:: Supplied records ::
——————————

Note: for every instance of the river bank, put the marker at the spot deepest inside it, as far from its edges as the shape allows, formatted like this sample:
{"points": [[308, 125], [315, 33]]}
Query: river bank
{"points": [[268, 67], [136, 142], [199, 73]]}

——————————

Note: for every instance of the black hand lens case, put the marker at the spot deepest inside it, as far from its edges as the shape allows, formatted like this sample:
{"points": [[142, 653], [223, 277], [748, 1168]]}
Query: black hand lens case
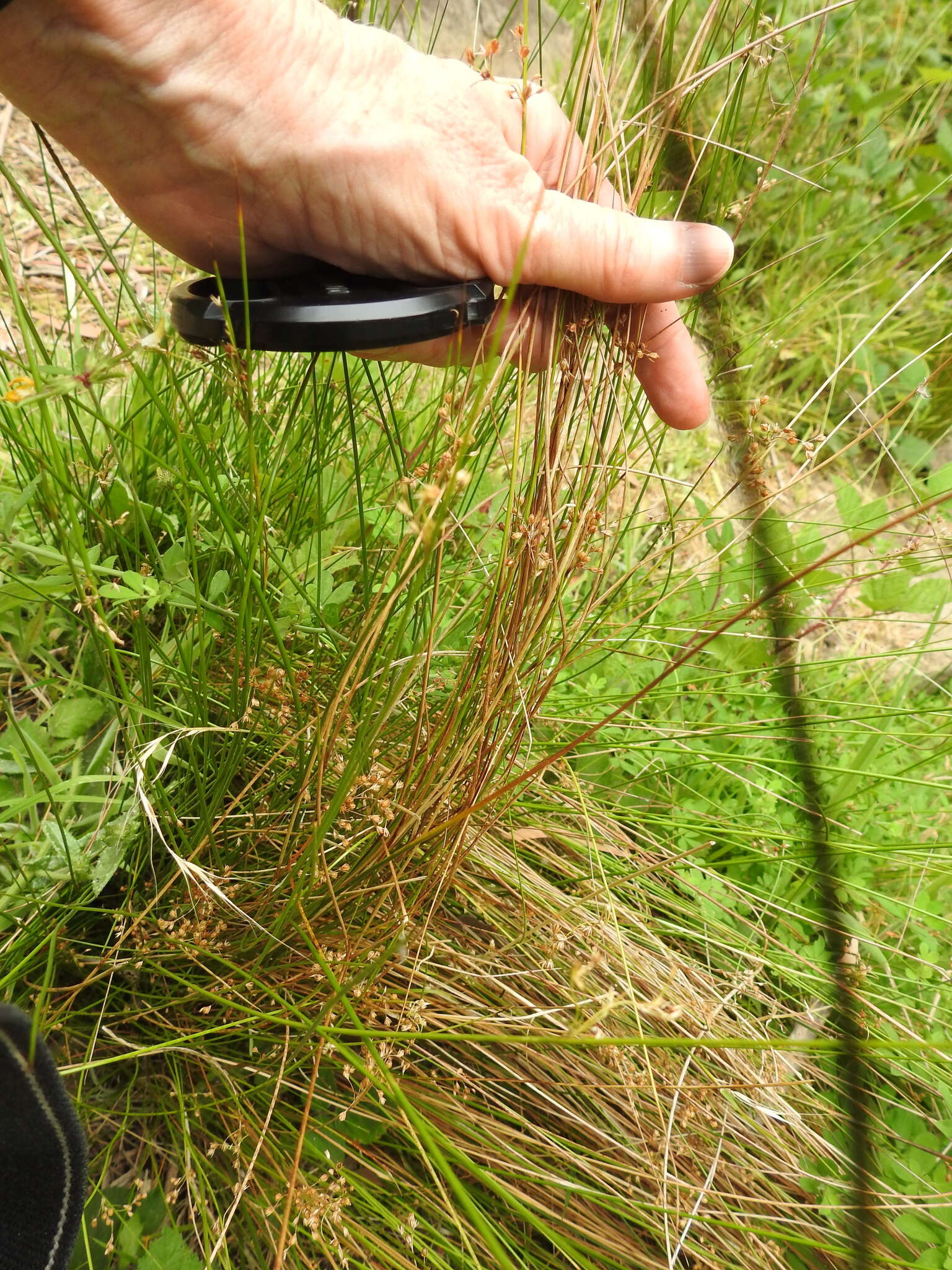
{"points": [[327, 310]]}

——————————

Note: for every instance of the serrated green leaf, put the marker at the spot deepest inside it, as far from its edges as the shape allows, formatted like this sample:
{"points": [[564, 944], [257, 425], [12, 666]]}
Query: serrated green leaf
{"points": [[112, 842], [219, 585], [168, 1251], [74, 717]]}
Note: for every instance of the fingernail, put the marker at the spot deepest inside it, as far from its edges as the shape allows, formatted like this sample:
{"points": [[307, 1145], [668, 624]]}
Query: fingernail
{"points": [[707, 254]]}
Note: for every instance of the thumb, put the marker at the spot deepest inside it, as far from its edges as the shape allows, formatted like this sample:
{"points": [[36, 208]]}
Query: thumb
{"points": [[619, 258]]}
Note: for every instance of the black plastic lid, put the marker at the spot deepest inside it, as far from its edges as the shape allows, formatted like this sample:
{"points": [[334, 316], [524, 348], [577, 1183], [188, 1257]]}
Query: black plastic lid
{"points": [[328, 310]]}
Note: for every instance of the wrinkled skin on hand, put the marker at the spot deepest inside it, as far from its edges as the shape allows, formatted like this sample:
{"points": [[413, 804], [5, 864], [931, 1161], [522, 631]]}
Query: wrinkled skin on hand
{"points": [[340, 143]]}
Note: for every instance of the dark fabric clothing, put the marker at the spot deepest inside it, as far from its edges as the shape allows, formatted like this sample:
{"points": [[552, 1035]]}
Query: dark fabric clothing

——————————

:: Your objective ::
Count the lines of the records that contain the string "wrinkled", matching case exactly, and reply with only that number.

:: Answer for this exercise ::
2